§ **Your goal**: Every line from the line containing "find wood plank" through the final line below is to be repeated exactly; no other line is.

§ **Task inputs**:
================
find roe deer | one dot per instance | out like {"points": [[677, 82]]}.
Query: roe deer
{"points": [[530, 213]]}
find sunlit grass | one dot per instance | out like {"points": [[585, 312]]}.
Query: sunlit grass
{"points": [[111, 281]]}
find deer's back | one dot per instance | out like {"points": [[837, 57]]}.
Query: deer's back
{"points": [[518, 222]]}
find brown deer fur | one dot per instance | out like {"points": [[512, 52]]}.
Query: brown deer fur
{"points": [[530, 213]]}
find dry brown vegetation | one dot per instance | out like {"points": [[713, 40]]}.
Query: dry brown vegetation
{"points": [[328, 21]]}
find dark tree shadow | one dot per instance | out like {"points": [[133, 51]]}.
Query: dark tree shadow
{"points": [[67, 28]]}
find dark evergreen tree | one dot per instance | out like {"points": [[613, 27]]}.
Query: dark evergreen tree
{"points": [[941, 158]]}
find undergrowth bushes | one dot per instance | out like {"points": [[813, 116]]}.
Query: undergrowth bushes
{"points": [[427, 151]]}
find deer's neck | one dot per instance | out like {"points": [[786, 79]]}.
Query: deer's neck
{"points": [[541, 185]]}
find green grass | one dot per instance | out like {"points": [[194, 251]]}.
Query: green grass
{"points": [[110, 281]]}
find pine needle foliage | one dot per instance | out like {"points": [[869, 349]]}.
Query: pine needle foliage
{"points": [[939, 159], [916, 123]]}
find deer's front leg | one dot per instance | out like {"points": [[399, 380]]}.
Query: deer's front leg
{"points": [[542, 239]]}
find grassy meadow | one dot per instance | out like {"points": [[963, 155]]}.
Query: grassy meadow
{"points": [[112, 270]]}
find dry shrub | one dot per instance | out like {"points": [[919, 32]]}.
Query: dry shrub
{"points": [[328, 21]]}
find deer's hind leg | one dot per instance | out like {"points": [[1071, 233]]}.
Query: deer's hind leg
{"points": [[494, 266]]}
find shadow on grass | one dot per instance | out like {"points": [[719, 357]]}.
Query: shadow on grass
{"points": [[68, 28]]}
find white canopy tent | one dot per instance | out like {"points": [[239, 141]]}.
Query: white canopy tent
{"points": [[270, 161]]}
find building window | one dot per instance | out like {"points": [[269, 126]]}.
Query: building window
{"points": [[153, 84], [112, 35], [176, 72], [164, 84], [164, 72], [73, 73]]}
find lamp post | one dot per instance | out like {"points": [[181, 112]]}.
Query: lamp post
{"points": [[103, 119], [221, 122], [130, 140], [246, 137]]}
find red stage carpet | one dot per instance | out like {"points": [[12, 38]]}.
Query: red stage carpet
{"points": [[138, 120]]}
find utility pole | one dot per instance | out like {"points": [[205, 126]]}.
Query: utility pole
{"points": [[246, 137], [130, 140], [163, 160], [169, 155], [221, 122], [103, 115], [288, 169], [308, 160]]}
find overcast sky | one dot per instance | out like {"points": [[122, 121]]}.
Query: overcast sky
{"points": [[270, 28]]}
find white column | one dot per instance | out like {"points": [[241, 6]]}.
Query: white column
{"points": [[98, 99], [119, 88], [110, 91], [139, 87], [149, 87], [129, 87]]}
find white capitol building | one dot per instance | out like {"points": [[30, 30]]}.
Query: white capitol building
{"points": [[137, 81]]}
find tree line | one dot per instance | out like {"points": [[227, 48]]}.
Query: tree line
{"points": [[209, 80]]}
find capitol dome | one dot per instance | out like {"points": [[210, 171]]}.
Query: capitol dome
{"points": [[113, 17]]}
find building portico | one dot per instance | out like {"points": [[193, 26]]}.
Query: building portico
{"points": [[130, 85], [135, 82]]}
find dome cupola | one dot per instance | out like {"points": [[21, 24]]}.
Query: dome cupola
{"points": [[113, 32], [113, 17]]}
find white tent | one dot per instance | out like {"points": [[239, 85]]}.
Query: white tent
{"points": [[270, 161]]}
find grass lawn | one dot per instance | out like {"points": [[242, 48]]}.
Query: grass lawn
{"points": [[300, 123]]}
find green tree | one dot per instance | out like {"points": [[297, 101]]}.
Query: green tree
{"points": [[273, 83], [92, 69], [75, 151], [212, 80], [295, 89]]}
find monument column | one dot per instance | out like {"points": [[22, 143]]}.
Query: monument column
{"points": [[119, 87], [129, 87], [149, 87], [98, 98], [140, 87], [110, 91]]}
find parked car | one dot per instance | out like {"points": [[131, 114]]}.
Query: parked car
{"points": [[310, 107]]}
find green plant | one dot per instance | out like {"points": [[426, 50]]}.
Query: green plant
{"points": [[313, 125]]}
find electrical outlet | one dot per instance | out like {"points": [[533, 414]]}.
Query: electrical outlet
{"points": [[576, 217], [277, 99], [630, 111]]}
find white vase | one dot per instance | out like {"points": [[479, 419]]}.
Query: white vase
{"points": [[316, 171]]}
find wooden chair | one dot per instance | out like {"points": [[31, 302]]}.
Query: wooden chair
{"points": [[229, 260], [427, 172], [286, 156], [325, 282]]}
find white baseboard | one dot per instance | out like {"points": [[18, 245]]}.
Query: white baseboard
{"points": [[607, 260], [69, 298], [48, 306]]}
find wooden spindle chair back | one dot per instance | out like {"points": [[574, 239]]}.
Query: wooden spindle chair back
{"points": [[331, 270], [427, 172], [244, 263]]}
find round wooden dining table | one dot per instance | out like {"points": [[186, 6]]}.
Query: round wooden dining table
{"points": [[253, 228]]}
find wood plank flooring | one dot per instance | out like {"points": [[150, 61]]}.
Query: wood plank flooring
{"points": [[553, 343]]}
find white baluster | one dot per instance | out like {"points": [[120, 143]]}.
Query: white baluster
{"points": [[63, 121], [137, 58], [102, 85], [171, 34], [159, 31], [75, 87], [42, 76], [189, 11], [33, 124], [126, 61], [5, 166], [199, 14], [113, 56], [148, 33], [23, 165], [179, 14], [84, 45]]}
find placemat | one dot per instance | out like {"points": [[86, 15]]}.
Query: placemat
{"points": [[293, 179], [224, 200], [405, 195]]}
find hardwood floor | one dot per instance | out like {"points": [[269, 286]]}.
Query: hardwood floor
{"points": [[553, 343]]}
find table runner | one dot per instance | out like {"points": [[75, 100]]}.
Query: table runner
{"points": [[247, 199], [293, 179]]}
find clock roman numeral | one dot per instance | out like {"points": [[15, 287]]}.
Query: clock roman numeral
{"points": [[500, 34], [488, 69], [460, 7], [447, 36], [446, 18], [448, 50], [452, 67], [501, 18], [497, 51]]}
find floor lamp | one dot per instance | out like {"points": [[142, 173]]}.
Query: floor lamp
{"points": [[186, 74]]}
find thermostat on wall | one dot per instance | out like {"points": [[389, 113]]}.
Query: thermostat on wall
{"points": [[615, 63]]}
================
§ **Result of this exercise**:
find wood plank flooring | one dot per instance | out like {"points": [[150, 61]]}.
Query: wood plank flooring
{"points": [[553, 343]]}
find white baluster | one dot per instance | out like {"points": [[120, 143]]}.
Query: white baluster
{"points": [[63, 121], [137, 58], [102, 85], [171, 34], [159, 31], [75, 87], [42, 76], [189, 11], [33, 124], [126, 61], [5, 166], [199, 14], [113, 56], [148, 33], [23, 165], [179, 14], [84, 45]]}
find placemat | one dot per instance | out like {"points": [[86, 15]]}.
Query: placemat
{"points": [[293, 179], [224, 200], [405, 195]]}
find hardwood floor | one dot per instance | out like {"points": [[269, 286]]}.
Query: hardwood floor
{"points": [[553, 343]]}
find table runner | one dot per instance | out like {"points": [[75, 100]]}.
Query: table runner
{"points": [[247, 199], [293, 179]]}
find clock roman numeral | one dot per instance | out like {"points": [[15, 287]]}.
Query: clock roman numeral
{"points": [[500, 34], [488, 69], [460, 7], [447, 36], [446, 18], [448, 50], [452, 67], [501, 18], [497, 51]]}
find floor lamp | one dot per instance | out like {"points": [[142, 173]]}.
Query: floor lamp
{"points": [[186, 74]]}
find thermostat on wall | one dot per instance | out like {"points": [[389, 113]]}.
Query: thermostat on wall
{"points": [[615, 63]]}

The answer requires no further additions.